◆ **What to do**: A verbatim copy of the full data, with no pictures, is the expected answer.

▬▬▬▬▬▬

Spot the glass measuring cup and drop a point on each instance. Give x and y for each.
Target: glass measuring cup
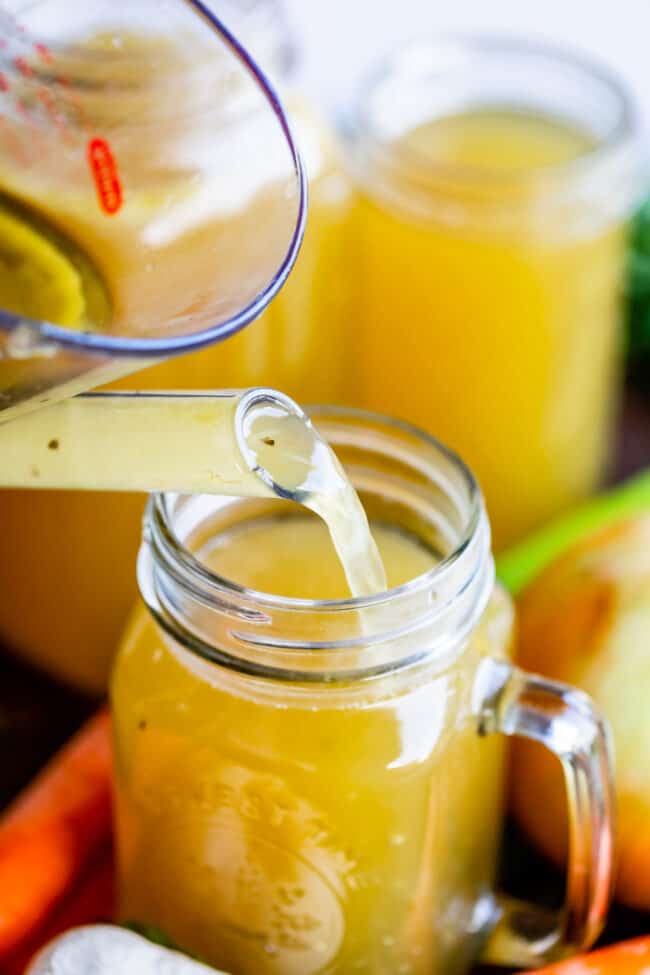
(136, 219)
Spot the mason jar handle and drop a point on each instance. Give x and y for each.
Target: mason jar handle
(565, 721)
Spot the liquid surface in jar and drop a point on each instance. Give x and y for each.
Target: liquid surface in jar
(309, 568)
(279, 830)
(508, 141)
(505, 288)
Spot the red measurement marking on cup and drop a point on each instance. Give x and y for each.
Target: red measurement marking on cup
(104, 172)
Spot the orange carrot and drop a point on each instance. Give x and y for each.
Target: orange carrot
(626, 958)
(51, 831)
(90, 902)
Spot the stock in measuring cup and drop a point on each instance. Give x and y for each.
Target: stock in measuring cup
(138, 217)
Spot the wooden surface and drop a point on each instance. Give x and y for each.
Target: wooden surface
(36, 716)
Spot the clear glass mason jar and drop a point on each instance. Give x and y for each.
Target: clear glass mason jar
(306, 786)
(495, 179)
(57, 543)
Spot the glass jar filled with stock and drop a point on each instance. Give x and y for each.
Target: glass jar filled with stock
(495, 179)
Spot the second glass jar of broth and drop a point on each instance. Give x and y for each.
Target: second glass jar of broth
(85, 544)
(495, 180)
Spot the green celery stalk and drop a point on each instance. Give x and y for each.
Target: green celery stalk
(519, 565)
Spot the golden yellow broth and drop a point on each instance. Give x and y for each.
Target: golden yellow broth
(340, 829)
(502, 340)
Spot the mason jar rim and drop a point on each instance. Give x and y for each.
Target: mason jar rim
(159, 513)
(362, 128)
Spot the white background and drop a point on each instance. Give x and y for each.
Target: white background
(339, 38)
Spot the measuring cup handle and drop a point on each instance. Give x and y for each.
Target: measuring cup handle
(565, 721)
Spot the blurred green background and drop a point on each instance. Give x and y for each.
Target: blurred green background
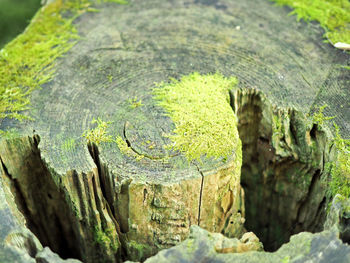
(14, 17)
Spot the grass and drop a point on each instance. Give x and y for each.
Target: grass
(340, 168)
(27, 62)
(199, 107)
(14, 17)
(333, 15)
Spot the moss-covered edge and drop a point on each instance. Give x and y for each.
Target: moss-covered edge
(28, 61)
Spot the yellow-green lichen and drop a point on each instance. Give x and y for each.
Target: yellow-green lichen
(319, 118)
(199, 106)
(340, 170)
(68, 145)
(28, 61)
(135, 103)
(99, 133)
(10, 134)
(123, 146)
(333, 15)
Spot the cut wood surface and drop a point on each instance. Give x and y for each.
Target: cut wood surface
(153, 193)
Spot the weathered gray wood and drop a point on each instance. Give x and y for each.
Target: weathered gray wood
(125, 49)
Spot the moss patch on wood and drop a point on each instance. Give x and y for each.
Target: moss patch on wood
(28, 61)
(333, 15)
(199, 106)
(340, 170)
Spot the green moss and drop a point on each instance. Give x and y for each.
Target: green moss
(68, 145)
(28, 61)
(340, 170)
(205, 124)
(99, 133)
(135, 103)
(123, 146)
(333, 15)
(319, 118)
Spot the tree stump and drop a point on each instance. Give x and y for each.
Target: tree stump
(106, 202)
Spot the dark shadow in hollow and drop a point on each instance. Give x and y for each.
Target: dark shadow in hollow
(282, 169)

▬▬▬▬▬▬

◆ **Final answer**:
Spot the glass measuring cup and drop a point on each instance. Give x and y for each.
Target: glass measuring cup
(136, 219)
Spot the mason jar handle and drop a point on each instance. Give x and y for each.
Target: mason jar handle
(565, 721)
Spot the liquid surface in jar and drop a point on each instance. Give x and y for each.
Target: liquid surface in jar
(309, 568)
(279, 830)
(508, 141)
(505, 288)
Spot the red measurement marking on cup and drop a point on each instance. Give x and y for each.
Target: red measurement marking on cup
(104, 172)
Spot the orange carrot and drop a point on each instance. Give x and y for each.
Target: orange carrot
(626, 958)
(51, 831)
(90, 902)
Spot the stock in measuring cup and drop a point on each instance. Give x and y for each.
Target: stock in measuring cup
(138, 217)
Spot the wooden surface and drop a point on each instance. Give x and y for each.
Target: wooden surface
(36, 716)
Spot the clear glass mason jar and drop a point on each instance. Give x and y for each.
Target: clear glass mason jar
(306, 786)
(495, 179)
(57, 543)
Spot the glass jar filled with stock and drop a point on each instance. Give x and y for each.
Target: glass jar filled with stock
(495, 179)
Spot the second glass jar of broth and drop a point on each instance. Give x and y for each.
Target: second glass jar of broth
(85, 544)
(495, 180)
Spot the green celery stalk and drop a point on each instance. Give x and y for each.
Target: green celery stalk
(519, 565)
Spot the golden yellow broth and drop a point on each instance. Give x and y for each.
Target: golden yellow broth
(340, 829)
(502, 340)
Spot the mason jar rim and drop a point on each instance. Give x and y for each.
Target: mason jar rim
(159, 513)
(362, 128)
Spot the white background and drop a point on each instance. Give x and y for each.
Target: white background
(339, 38)
Spot the measuring cup handle and drop a point on each instance. Give x and y for each.
Target: measuring cup handle
(565, 721)
Spot the blurred green background and drop a point on each instance. Give x and y for each.
Target: blurred green background
(14, 17)
Spot the grass and drop a point on each instance. Give x and y for each.
Target: grass
(340, 168)
(27, 62)
(199, 107)
(14, 17)
(333, 15)
Spot the moss-covered edge and drop a point on each instance. Give x and y for each.
Target: moss-covered edge
(28, 61)
Spot the yellow-green lichen and drop a point on each instance. Give x and y for each.
Target: yellow-green lichen
(319, 118)
(199, 106)
(340, 170)
(68, 145)
(28, 61)
(135, 103)
(99, 133)
(10, 134)
(123, 146)
(333, 15)
Spot the cut wood surface and drop a point on each instance. Give x and y for each.
Target: cut wood surface
(153, 193)
Spot the weathered gray wood and drop a point on each instance. Give x and y for each.
Target: weathered gray wood
(125, 49)
Spot the moss patch on wood and drop a point on each instance. Give x and y for each.
Target: moss patch on wood
(28, 61)
(333, 15)
(199, 106)
(340, 170)
Spot the green moss and drop a point on each instance. Give x and y for each.
Target: green moss
(68, 145)
(28, 61)
(340, 170)
(205, 124)
(99, 133)
(135, 103)
(123, 146)
(333, 15)
(319, 118)
Spot the tree stump and drop a point on each instance. Give x and y for each.
Target: tree stump
(106, 202)
Spot the dark shadow in hollow and drop a point on each instance. Give x and y for each.
Target: dark shadow in hollow
(282, 169)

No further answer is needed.